▶ **The problem**: What is needed is an exact copy of the entries below, from the line that contains "Expected: one point per instance of the low" through the final line, both included, and nothing else.
────────────────────
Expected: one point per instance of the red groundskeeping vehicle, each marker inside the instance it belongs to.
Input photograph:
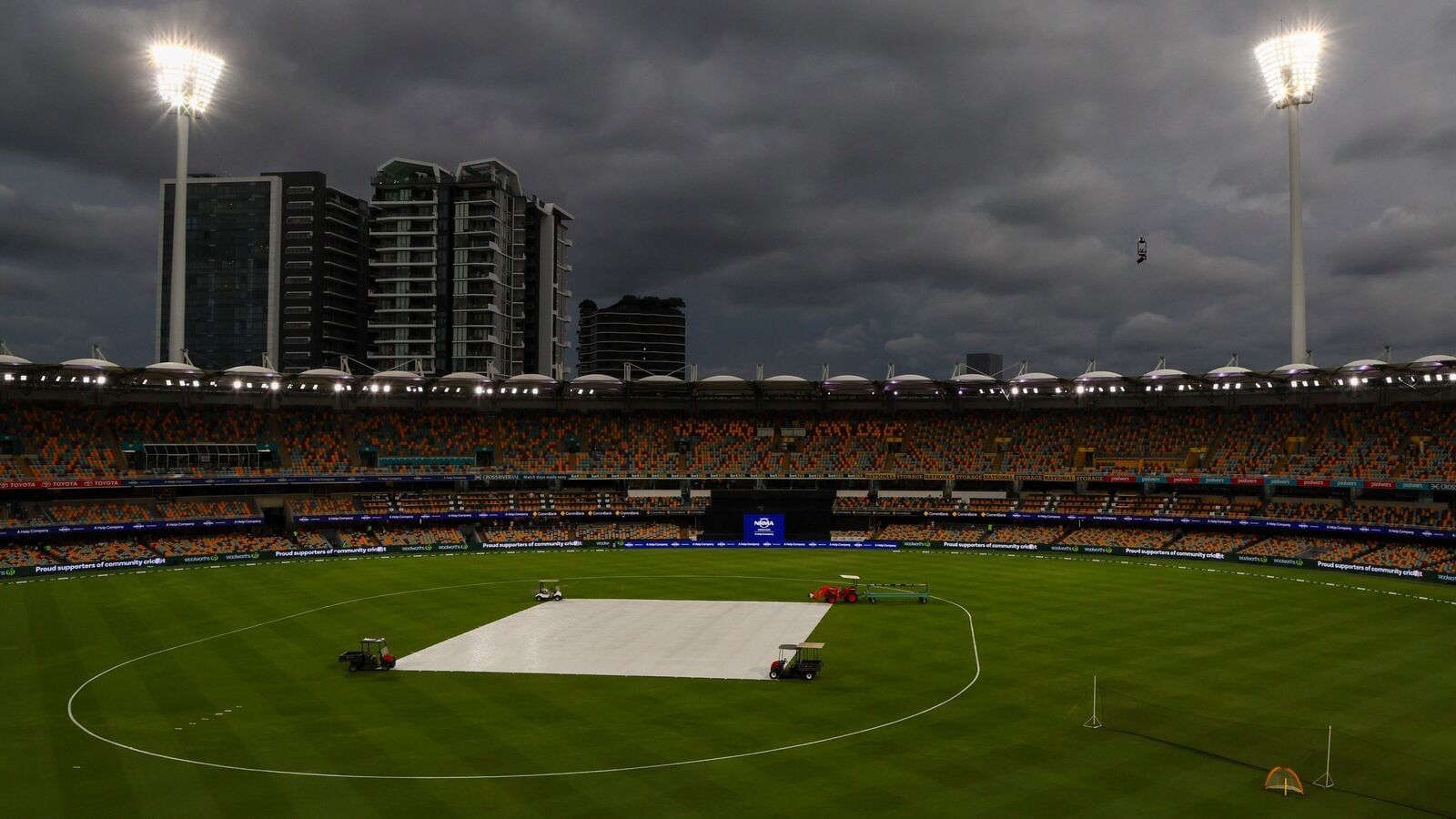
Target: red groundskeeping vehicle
(839, 593)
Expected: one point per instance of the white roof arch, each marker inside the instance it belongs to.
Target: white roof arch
(89, 365)
(325, 373)
(1365, 365)
(1229, 372)
(536, 379)
(1296, 369)
(596, 379)
(1098, 375)
(463, 378)
(252, 370)
(1164, 373)
(174, 368)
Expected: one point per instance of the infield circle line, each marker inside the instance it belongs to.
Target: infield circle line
(70, 702)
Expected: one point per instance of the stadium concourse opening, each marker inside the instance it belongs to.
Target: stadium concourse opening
(808, 515)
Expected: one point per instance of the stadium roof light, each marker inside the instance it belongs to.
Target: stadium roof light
(187, 76)
(1290, 66)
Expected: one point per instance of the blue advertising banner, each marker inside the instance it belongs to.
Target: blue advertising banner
(763, 528)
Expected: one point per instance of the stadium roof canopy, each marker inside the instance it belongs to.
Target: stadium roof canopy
(255, 370)
(596, 383)
(849, 383)
(89, 365)
(172, 368)
(1438, 360)
(325, 373)
(1293, 370)
(912, 383)
(1098, 376)
(1230, 372)
(1164, 373)
(1361, 365)
(390, 387)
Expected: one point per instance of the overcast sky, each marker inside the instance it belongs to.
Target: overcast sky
(856, 184)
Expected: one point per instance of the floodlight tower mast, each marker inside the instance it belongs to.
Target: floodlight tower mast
(1290, 67)
(186, 82)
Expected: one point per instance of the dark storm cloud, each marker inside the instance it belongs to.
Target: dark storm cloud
(849, 184)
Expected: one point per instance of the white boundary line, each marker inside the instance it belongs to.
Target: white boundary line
(679, 763)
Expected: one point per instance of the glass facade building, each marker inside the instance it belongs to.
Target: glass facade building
(644, 332)
(232, 270)
(276, 267)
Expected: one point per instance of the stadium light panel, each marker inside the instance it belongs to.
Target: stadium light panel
(187, 76)
(1290, 66)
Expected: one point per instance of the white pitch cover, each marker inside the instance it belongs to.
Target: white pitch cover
(696, 639)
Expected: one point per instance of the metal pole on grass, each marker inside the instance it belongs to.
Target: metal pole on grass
(1325, 780)
(1092, 722)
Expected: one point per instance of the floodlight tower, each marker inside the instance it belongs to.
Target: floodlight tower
(1290, 67)
(186, 82)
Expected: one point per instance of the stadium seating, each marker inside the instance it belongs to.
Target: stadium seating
(201, 509)
(1402, 440)
(1213, 542)
(426, 535)
(1126, 538)
(1024, 535)
(102, 551)
(341, 504)
(101, 511)
(232, 542)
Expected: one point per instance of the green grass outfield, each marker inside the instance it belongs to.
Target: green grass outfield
(1212, 665)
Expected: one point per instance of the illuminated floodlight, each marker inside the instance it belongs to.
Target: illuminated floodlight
(186, 76)
(1290, 66)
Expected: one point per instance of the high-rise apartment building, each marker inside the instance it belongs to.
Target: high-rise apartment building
(468, 273)
(274, 268)
(642, 334)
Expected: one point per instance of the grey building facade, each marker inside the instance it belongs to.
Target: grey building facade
(466, 271)
(274, 268)
(645, 334)
(986, 363)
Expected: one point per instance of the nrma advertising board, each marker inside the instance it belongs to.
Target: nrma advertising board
(763, 528)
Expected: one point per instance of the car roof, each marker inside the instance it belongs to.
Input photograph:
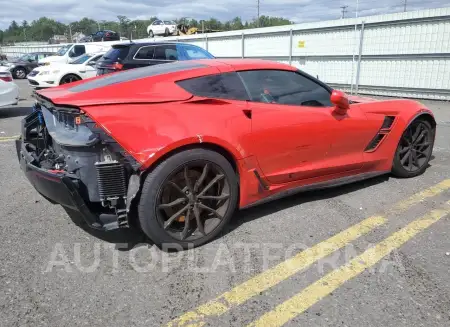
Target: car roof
(140, 44)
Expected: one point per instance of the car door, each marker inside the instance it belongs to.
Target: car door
(89, 70)
(295, 133)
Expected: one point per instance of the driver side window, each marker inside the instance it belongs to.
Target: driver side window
(285, 87)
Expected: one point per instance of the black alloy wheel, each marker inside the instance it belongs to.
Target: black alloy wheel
(188, 198)
(414, 149)
(20, 73)
(193, 201)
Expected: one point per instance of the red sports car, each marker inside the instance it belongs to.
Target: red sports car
(174, 149)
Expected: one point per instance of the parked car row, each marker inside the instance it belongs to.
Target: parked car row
(20, 67)
(74, 62)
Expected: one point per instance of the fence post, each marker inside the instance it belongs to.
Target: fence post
(358, 68)
(290, 46)
(243, 45)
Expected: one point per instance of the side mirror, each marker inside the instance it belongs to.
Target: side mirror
(340, 100)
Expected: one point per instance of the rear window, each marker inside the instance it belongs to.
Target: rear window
(223, 86)
(145, 53)
(137, 73)
(114, 54)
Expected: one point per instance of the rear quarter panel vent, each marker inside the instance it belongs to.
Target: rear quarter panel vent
(388, 121)
(375, 142)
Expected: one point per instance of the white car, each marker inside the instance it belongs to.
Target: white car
(9, 91)
(57, 73)
(162, 27)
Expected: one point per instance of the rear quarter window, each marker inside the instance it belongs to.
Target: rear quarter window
(222, 86)
(115, 54)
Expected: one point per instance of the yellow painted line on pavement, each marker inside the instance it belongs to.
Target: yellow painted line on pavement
(273, 276)
(324, 286)
(9, 138)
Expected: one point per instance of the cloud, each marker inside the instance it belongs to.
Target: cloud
(295, 10)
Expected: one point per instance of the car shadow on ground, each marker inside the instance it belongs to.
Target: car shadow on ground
(248, 215)
(125, 239)
(15, 111)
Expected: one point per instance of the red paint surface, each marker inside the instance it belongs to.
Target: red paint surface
(289, 146)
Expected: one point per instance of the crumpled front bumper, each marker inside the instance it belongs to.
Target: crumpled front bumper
(58, 188)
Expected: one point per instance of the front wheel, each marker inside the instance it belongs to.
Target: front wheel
(69, 79)
(188, 198)
(414, 149)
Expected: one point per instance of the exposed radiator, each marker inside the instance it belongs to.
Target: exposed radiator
(111, 180)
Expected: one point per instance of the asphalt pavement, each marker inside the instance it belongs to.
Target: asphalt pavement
(374, 253)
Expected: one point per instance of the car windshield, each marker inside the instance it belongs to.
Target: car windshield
(194, 52)
(81, 59)
(62, 51)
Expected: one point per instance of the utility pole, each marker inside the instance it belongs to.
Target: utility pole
(257, 23)
(344, 10)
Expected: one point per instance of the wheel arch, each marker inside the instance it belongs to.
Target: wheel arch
(228, 155)
(231, 158)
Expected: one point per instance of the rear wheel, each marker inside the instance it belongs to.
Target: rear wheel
(188, 198)
(70, 78)
(414, 149)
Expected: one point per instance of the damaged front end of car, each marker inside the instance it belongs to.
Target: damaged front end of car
(72, 161)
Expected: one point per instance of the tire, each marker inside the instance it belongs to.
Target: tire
(69, 78)
(411, 158)
(20, 73)
(158, 184)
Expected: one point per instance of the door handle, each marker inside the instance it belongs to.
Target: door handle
(247, 113)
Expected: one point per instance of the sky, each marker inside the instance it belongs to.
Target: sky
(296, 10)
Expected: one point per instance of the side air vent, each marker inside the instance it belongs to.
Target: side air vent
(374, 143)
(388, 121)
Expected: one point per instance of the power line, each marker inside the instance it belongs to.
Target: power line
(344, 10)
(257, 24)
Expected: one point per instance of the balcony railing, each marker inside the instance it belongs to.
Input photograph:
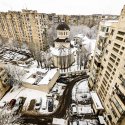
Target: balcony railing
(120, 94)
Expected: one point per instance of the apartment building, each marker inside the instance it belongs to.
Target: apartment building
(4, 86)
(26, 26)
(107, 72)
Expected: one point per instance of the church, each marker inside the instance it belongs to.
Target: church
(62, 51)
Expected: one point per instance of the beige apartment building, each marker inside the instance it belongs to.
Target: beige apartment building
(26, 26)
(4, 86)
(107, 71)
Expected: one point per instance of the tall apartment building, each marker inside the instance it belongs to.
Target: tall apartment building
(107, 75)
(26, 26)
(4, 86)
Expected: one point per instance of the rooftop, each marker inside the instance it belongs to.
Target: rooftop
(37, 76)
(62, 26)
(96, 100)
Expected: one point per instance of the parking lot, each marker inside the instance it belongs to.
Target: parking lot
(16, 57)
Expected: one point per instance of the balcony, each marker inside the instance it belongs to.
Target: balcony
(120, 94)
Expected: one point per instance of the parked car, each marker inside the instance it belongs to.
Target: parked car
(12, 103)
(2, 104)
(17, 105)
(73, 109)
(44, 103)
(50, 105)
(38, 104)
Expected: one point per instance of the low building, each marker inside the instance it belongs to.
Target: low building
(41, 79)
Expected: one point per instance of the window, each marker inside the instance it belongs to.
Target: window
(118, 59)
(112, 55)
(116, 45)
(119, 38)
(109, 41)
(116, 63)
(116, 50)
(123, 48)
(121, 33)
(121, 53)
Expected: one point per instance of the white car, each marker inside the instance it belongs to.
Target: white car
────────────────────
▶ **Reply to the exercise**:
Expected: one point per instance of the low building, each marker inside the instance it belongs to.
Target: low building
(41, 79)
Expected: one point per instance of the window, each marker inside the instance it belongs to.
Target: window
(118, 59)
(112, 55)
(116, 45)
(119, 38)
(109, 41)
(116, 63)
(116, 50)
(123, 48)
(121, 33)
(121, 53)
Expected: one point per instance of the white car, each marker inside the instance it belongs to.
Target: white car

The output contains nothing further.